(The Center Square) – A vocational education program by Gov. Bill Lee is one of several laws that go into effect Wednesday in Tennessee.
The Governor’s Investment in Vocational Education (GIVE) Act will provide dual enrollment grants to high school juniors and seniors to complete credits in high-skill, high-demand trades at community colleges and the Tennessee Colleges of Applied Technology (TCAT). It also establishes regional partnerships to provide new work-based learning and apprenticeship programs for vocational education.
Vocational education has been a priority for the Lee administration. The GIVE Act was the first legislative proposal Lee laid out in his first State of the State address in 2019.
“I’ve spoken often about the four out of 10 students will not attend college. For them, we must vastly strengthen our vocational, technical, and agricultural offerings to make sure they are career-ready,” Lee said in his 2019 State of the State address. “Elementary and middle schools need to begin skills training earlier and, from top to bottom, high school needs to look a lot different. In that spirit, I’m proposing the Governor’s Investment in Vocational Education – the GIVE Act.”

*-*-*

Problem to solve:
From the article on Tennessee's vocational education law, reproduce the part that opens with the words containing "The Governor’s Investment in Vocational Education (GIVE)" and closes with "address in 2019.".

Region pointing data:
*-*-*

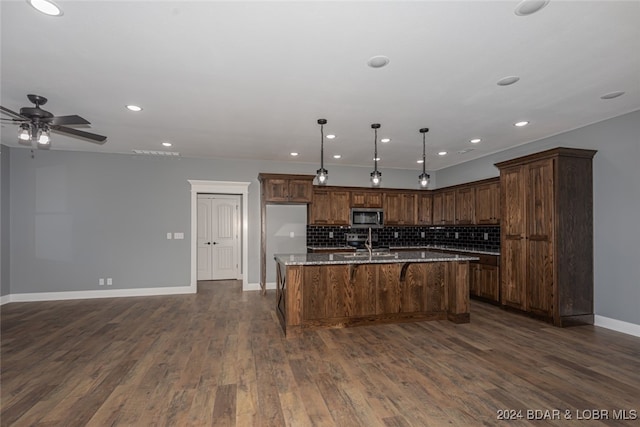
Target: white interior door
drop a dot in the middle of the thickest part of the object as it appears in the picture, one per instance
(218, 236)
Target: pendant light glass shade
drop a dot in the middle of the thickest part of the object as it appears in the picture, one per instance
(322, 174)
(376, 176)
(424, 176)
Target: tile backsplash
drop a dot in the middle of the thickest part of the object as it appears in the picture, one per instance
(470, 237)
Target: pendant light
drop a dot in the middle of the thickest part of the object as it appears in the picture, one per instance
(424, 176)
(376, 176)
(322, 174)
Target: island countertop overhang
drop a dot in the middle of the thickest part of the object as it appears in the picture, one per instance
(364, 258)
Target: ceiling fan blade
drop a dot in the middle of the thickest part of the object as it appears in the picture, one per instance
(92, 137)
(12, 113)
(69, 120)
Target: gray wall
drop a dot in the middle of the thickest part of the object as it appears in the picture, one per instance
(5, 236)
(616, 197)
(79, 216)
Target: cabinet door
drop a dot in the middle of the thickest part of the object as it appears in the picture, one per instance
(513, 248)
(319, 209)
(449, 207)
(392, 209)
(488, 204)
(425, 209)
(465, 205)
(366, 199)
(339, 207)
(438, 206)
(540, 237)
(300, 190)
(276, 190)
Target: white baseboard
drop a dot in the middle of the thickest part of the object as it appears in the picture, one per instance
(256, 286)
(107, 293)
(617, 325)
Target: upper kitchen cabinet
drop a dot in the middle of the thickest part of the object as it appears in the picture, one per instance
(465, 205)
(366, 199)
(547, 235)
(400, 208)
(444, 206)
(425, 209)
(330, 207)
(280, 188)
(488, 203)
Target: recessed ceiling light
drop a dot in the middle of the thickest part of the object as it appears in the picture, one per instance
(612, 95)
(378, 61)
(46, 7)
(506, 81)
(529, 7)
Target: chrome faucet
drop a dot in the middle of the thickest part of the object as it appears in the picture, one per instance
(368, 244)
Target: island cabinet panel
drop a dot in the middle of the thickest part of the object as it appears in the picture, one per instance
(488, 204)
(359, 293)
(329, 207)
(400, 208)
(366, 199)
(465, 205)
(547, 235)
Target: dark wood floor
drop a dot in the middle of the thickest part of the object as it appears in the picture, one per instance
(220, 358)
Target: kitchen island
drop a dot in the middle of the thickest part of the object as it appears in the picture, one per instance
(317, 290)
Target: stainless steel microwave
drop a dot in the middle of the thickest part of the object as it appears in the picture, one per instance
(367, 218)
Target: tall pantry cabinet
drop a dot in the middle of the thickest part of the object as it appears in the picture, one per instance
(547, 235)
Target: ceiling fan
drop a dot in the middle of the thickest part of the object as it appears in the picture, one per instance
(36, 124)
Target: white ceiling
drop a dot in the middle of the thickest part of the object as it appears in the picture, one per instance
(250, 79)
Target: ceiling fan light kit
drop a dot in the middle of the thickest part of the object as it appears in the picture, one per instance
(36, 124)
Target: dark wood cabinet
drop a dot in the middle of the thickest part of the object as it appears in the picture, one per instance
(329, 207)
(425, 209)
(400, 208)
(484, 280)
(488, 204)
(444, 207)
(547, 235)
(278, 188)
(465, 205)
(366, 199)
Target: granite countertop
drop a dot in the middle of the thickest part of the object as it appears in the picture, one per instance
(364, 258)
(417, 248)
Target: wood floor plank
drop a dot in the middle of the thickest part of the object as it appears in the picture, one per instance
(219, 357)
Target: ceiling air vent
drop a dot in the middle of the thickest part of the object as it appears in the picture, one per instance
(157, 153)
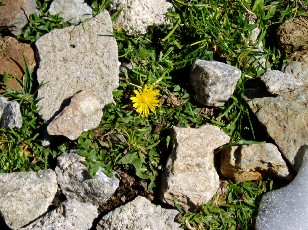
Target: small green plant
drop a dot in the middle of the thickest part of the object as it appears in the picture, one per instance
(21, 149)
(39, 25)
(235, 208)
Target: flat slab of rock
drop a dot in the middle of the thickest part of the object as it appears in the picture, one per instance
(73, 11)
(298, 69)
(14, 14)
(70, 215)
(285, 118)
(278, 82)
(140, 214)
(24, 196)
(137, 15)
(213, 82)
(190, 177)
(12, 61)
(75, 58)
(286, 208)
(10, 115)
(76, 183)
(82, 114)
(253, 162)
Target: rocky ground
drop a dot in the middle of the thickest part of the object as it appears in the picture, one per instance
(69, 198)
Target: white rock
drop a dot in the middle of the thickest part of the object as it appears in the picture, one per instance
(278, 82)
(73, 11)
(253, 162)
(190, 177)
(137, 15)
(83, 113)
(24, 196)
(297, 69)
(76, 182)
(70, 215)
(140, 214)
(74, 58)
(286, 208)
(213, 82)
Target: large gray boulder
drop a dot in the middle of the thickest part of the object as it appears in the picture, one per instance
(74, 58)
(285, 118)
(139, 214)
(190, 177)
(213, 82)
(286, 208)
(253, 162)
(73, 11)
(10, 115)
(83, 113)
(299, 69)
(70, 215)
(76, 183)
(14, 14)
(24, 196)
(137, 15)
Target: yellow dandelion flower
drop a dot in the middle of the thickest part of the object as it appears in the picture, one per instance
(145, 100)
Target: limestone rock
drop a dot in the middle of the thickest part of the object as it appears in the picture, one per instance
(297, 69)
(190, 177)
(24, 196)
(71, 215)
(76, 183)
(278, 82)
(252, 162)
(286, 208)
(140, 214)
(14, 14)
(73, 11)
(10, 115)
(213, 82)
(12, 61)
(285, 118)
(137, 15)
(292, 35)
(82, 114)
(300, 55)
(75, 58)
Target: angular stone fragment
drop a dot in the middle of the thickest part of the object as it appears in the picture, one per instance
(285, 118)
(73, 11)
(140, 214)
(190, 177)
(292, 35)
(82, 114)
(10, 115)
(297, 69)
(24, 196)
(253, 162)
(213, 82)
(278, 82)
(286, 208)
(14, 14)
(12, 54)
(137, 15)
(75, 58)
(76, 183)
(70, 215)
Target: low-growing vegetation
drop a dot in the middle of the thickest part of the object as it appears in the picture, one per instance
(127, 141)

*-*-*

Task result:
The Governor’s Investment in Vocational Education (GIVE) Act will provide dual enrollment grants to high school juniors and seniors to complete credits in high-skill, high-demand trades at community colleges and the Tennessee Colleges of Applied Technology (TCAT). It also establishes regional partnerships to provide new work-based learning and apprenticeship programs for vocational education.
Vocational education has been a priority for the Lee administration. The GIVE Act was the first legislative proposal Lee laid out in his first State of the State address in 2019.